TEXT BLOCK =
* start *

According to Ministry of Industries, imported car prices should not be increased on the pretext that foreign currency prices have risen over the past month. According to Ministry of Industries, imported car prices should not be increased on the pretext that foreign currency prices have risen over the past month.

The price of imported cars has shot up due to the increase in foreign currency rates in the past four weeks as the rial took a new drubbing.

Iran’s deputy minister of industries told reporters soon after the price increase that the higher prices for imported vehicles is “illegal”.

Mohammad Navabi said on Sunday, “Imported goods, including vehicles, which were purchased before the recent rise in foreign exchange rates, have not been affected by the price increase [officially],” Persian Khodro reported.

He censured “Some companies for jacking up prices” on the pretext that forex has become more expensive.

Navabi added that even cars and spare parts which are currently being shipped to Iran had been purchased months before the recent currency volatility and therefore sell it at inflated prices.

Those who had bought cars earlier but are now being asked to pay extra can file a complaint with the ministry.

 Auto Presales

Navabi also addressed the issue of auto presales and said that companies must first obtain permits for such schemes. “Companies are not allowed to demand down payment over and above 50% of the final price of the product.”

Companies have an obligation to offer free after sales services for at least three months after the vehicle is delivered to the customer, he was quoted as saying.

* end *

DATA LINES =
* start *

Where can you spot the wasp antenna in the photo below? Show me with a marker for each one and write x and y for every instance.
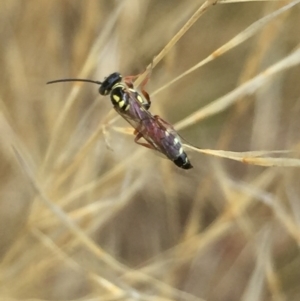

* end *

STATED GOAL =
Reproduce the imported car prices article above word for word, from its first line to its last.

ANSWER TO THE EXERCISE =
According to Ministry of Industries, imported car prices should not be increased on the pretext that foreign currency prices have risen over the past month. According to Ministry of Industries, imported car prices should not be increased on the pretext that foreign currency prices have risen over the past month.

The price of imported cars has shot up due to the increase in foreign currency rates in the past four weeks as the rial took a new drubbing.

Iran’s deputy minister of industries told reporters soon after the price increase that the higher prices for imported vehicles is “illegal”.

Mohammad Navabi said on Sunday, “Imported goods, including vehicles, which were purchased before the recent rise in foreign exchange rates, have not been affected by the price increase [officially],” Persian Khodro reported.

He censured “Some companies for jacking up prices” on the pretext that forex has become more expensive.

Navabi added that even cars and spare parts which are currently being shipped to Iran had been purchased months before the recent currency volatility and therefore sell it at inflated prices.

Those who had bought cars earlier but are now being asked to pay extra can file a complaint with the ministry.

 Auto Presales

Navabi also addressed the issue of auto presales and said that companies must first obtain permits for such schemes. “Companies are not allowed to demand down payment over and above 50% of the final price of the product.”

Companies have an obligation to offer free after sales services for at least three months after the vehicle is delivered to the customer, he was quoted as saying.